▸ **PROVIDED TEXT**
--- Begin ---
FIG. 2 shows rectangular baffle plates. These are plates that are continuously angled in the longitudinal direction of the rectangle, therefore forming a C-shaped or V-shaped cross section. The size of the angle can preferably be 90° or less. The switching gas flow sweeps past the baffle plate(s) (32), the particles 40 carried along directly impinging on the baffle plates and being retained there. The width 16″ and the height of the baffle plates are adapted to the width and height of the switching chamber outlet opening 15. The cross section of the baffle plates should be congruent with or greater than at least the cross section of the switching chamber outlet opening.

The baffle plates are located between the switching chamber cover 14 and the cooling assembly 10, the spacing 17 (between the front edge of the baffle plate and the inlet surface of the cooling assembly) preferably being greater than the width 16″ of the baffle plate. As a result, the flow behind the baffle plates is as homogeneous as possible and the cooling assembly can be used effectively.
--- End ---
▸ **SUPPLIED MATERIAL**
--- Begin ---
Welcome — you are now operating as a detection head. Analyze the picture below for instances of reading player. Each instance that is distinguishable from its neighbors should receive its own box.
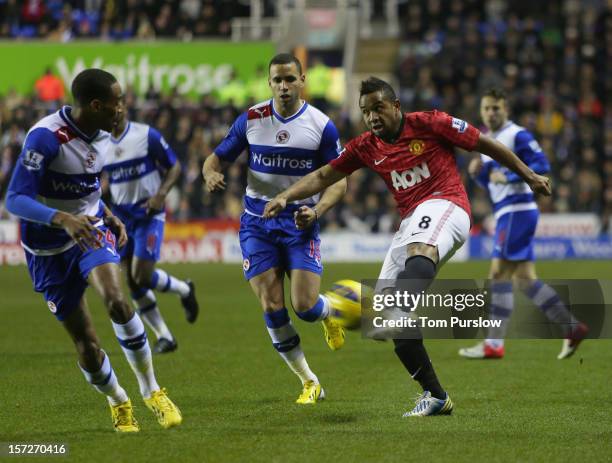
--- End ---
▸ **EXERCISE INSTRUCTIONS**
A) From the baffle plate passage, set down the words starting at "The baffle plates are located" and ending at "be used effectively.".
B) In the baffle plate passage, what is the preferred size of the angle of the plates?
C) List every reference numeral in the baffle plate passage with the thing it labels.
Nothing in the listing is needed.

▸ **ANSWERS PER TASK**
A)
The baffle plates are located between the switching chamber cover 14 and the cooling assembly 10, the spacing 17 (between the front edge of the baffle plate and the inlet surface of the cooling assembly) preferably being greater than the width 16″ of the baffle plate. As a result, the flow behind the baffle plates is as homogeneous as possible and the cooling assembly can be used effectively.

B) 90° or less.

C)
- 32: baffle plate(s)
- 40: particles
- 16″: width of the baffle plates
- 15: switching chamber outlet opening
- 14: switching chamber cover
- 10: cooling assembly
- 17: spacing between the front edge of the baffle plate and the inlet surface of the cooling assembly